* **Problem statement**: Your answer must be the data repeated exactly, with no pictures in it.

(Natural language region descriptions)

-------

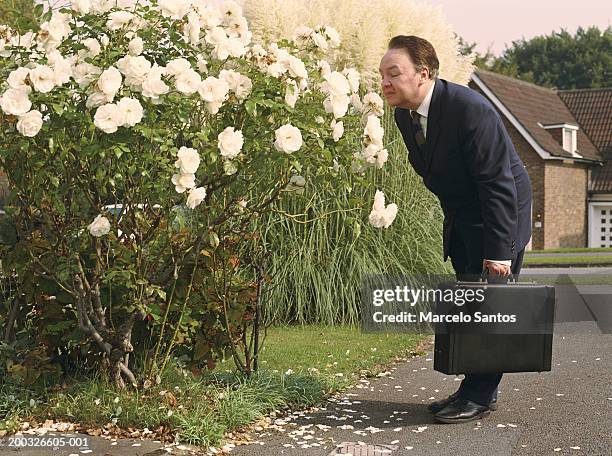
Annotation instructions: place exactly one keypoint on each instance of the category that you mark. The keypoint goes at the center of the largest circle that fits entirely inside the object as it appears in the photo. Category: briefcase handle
(485, 273)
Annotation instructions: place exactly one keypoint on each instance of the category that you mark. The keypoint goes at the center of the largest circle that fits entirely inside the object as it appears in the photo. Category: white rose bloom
(17, 79)
(337, 130)
(292, 93)
(352, 75)
(333, 36)
(85, 73)
(183, 182)
(382, 216)
(337, 84)
(153, 86)
(324, 68)
(174, 9)
(196, 196)
(96, 99)
(337, 104)
(43, 78)
(177, 66)
(108, 118)
(193, 27)
(373, 102)
(119, 19)
(297, 69)
(99, 227)
(356, 102)
(374, 131)
(81, 6)
(239, 84)
(30, 123)
(276, 69)
(136, 46)
(319, 41)
(230, 142)
(110, 81)
(288, 139)
(15, 102)
(188, 82)
(188, 160)
(213, 90)
(131, 110)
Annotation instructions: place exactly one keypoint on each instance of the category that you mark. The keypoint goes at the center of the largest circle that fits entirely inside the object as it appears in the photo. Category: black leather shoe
(462, 411)
(435, 407)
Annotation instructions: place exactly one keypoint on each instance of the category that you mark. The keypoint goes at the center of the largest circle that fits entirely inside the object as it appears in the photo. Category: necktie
(418, 130)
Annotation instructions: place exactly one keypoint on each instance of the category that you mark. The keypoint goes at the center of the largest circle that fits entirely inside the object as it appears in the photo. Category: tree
(561, 60)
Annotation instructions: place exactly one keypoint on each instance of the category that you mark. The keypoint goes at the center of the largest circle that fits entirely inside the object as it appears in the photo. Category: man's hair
(420, 51)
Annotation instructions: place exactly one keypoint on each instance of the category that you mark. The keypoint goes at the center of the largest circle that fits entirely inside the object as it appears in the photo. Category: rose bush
(141, 143)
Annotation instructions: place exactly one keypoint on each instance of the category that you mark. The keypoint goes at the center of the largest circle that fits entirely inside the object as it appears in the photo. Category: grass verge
(300, 367)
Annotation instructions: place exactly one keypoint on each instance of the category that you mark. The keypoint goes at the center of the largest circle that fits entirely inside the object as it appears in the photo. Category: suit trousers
(467, 257)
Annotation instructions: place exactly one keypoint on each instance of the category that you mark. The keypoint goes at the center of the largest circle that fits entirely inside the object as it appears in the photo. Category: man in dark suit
(458, 144)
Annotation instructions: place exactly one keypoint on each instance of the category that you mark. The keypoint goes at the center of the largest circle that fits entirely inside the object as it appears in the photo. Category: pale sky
(499, 22)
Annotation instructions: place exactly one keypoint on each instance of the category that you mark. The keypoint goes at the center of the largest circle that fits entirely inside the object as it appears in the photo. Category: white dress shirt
(423, 110)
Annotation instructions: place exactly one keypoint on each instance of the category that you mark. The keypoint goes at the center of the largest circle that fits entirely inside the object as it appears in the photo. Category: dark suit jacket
(469, 162)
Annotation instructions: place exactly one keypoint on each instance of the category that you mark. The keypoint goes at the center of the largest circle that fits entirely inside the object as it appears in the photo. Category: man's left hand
(496, 269)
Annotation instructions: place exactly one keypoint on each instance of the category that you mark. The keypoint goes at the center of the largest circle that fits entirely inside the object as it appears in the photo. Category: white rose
(352, 75)
(96, 99)
(333, 36)
(193, 27)
(373, 131)
(177, 66)
(108, 118)
(288, 139)
(336, 84)
(119, 19)
(196, 196)
(110, 81)
(153, 86)
(85, 73)
(99, 227)
(81, 6)
(43, 78)
(15, 102)
(174, 9)
(188, 82)
(373, 102)
(337, 104)
(17, 79)
(183, 182)
(131, 110)
(188, 160)
(381, 216)
(30, 123)
(239, 84)
(136, 46)
(213, 89)
(230, 142)
(337, 130)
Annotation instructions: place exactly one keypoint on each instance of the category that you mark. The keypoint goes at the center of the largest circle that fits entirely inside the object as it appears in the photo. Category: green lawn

-------

* **Answer below**:
Annotation instructions: place exactly one keypoint on each instance of the category that you mark. The keypoint goes at the center of the largest circle that fits entirely inside the object as it appears in the photo. Category: briefcase handle
(485, 273)
Annotation instructions: place exactly one keypoint on each instance of the category that you mark. The keypoint goes at the center of the largest circle that fits entirely inside the object as it appears in the photo. Category: white rose bloom
(17, 79)
(337, 130)
(292, 93)
(352, 75)
(333, 36)
(85, 73)
(183, 182)
(382, 216)
(337, 84)
(153, 86)
(324, 68)
(174, 9)
(196, 196)
(96, 99)
(337, 104)
(43, 78)
(177, 66)
(108, 118)
(193, 27)
(373, 102)
(119, 19)
(297, 69)
(99, 227)
(356, 102)
(374, 131)
(81, 6)
(239, 84)
(30, 123)
(276, 69)
(136, 46)
(319, 41)
(230, 142)
(110, 81)
(288, 139)
(15, 102)
(188, 82)
(188, 160)
(213, 90)
(131, 110)
Annotation instructions: place exactly one keypoint on each instance of the category that you mark. The keypoint goes at the center of the largest circle that fits entirely inside the object as it appears in the photo. Category: black leather shoe
(462, 411)
(435, 407)
Annotation instructions: place exactly one keypoint on each instance of the category that you mark. The keypoint goes at the center of the largest circle that fits entirely inside the object as it appears in the photo. Category: necktie
(418, 130)
Annotation instructions: place exactly one keypoint on each instance of the category that you mark. The keypoint goes at the center of the largest circle that fits entirely inside the object as it appears in the photo. Category: tree
(561, 60)
Annotation instructions: place exactly one keypoint on each instance of the category that you mark. The keypoint goes at the center of the largest circle that fits entirely inside the object as it appears in the photo. Category: man's hair
(420, 51)
Annotation instructions: place exactly one keypoint on each instance of the category that you mark. The keypoint goes at the center of the largest circle that fits entirely inside the object as it appears in the photo. Category: rose bush
(141, 143)
Annotation instructions: place exactly one keypoint on each instance of the category that you mark. The keypoint goes at the center of the largest circle that fits entirely inside the object as it appears in the photo. Category: grass verge
(300, 367)
Annotation instructions: place exactly one keypoint on each instance of the category that you mark. The keypoint goes at the center of the largest circle that fits entirely inside the object as it appears in the photo. Category: suit trousers
(467, 257)
Annotation instructions: place exactly one keypoint on each instance of the category that you mark. The keypoint goes at the center of the largest circle that fits entirely inside the object as it appears in the photo. Category: man in dark suit
(458, 144)
Annotation instructions: place exactly one keypoint on each instance of the category that you mark. The keypoint goes at the center of the largest circle that fits entirely inside the object as it appears in the photo. Category: pale sky
(499, 22)
Annotation instructions: place exactly one keypoint on each instance of the category that you mark. The keypoint goes at the center of the largest circle that fits entirely inside the object as it appears in the photo. Category: white dress shirt
(423, 110)
Annotation instructions: place exactly one keypoint on each instance of the category that you mark. The keypoint goes at the center of the largest circle that fits entirely inside the object as it appears in the photo. Category: dark suit jacket
(469, 162)
Annotation instructions: place exactly one keypoint on each instance of the category that you mark. The keypoint goes at the center of the largest circle that fits entirely inside the object as it appears in the photo. Category: man's left hand
(496, 269)
Annotation instructions: place exactly one keypoint on each instance of the category that you mark. The keypoint goes at the center of the largest circle that fits entirely inside the object as it appears in the photo. Category: white rose
(352, 75)
(96, 99)
(333, 36)
(193, 27)
(373, 131)
(177, 66)
(108, 118)
(288, 139)
(336, 84)
(119, 19)
(196, 196)
(110, 81)
(153, 86)
(85, 73)
(99, 227)
(81, 6)
(43, 78)
(15, 102)
(174, 9)
(188, 82)
(373, 102)
(337, 104)
(17, 79)
(183, 182)
(131, 110)
(188, 160)
(381, 216)
(30, 123)
(239, 84)
(136, 46)
(213, 89)
(230, 142)
(337, 130)
Annotation instructions: place exactly one keypoint on each instance of the category that you mark. The keypoint goes at the center of the largest circle that fits entirely inside the object as it appears in the photo. Category: green lawn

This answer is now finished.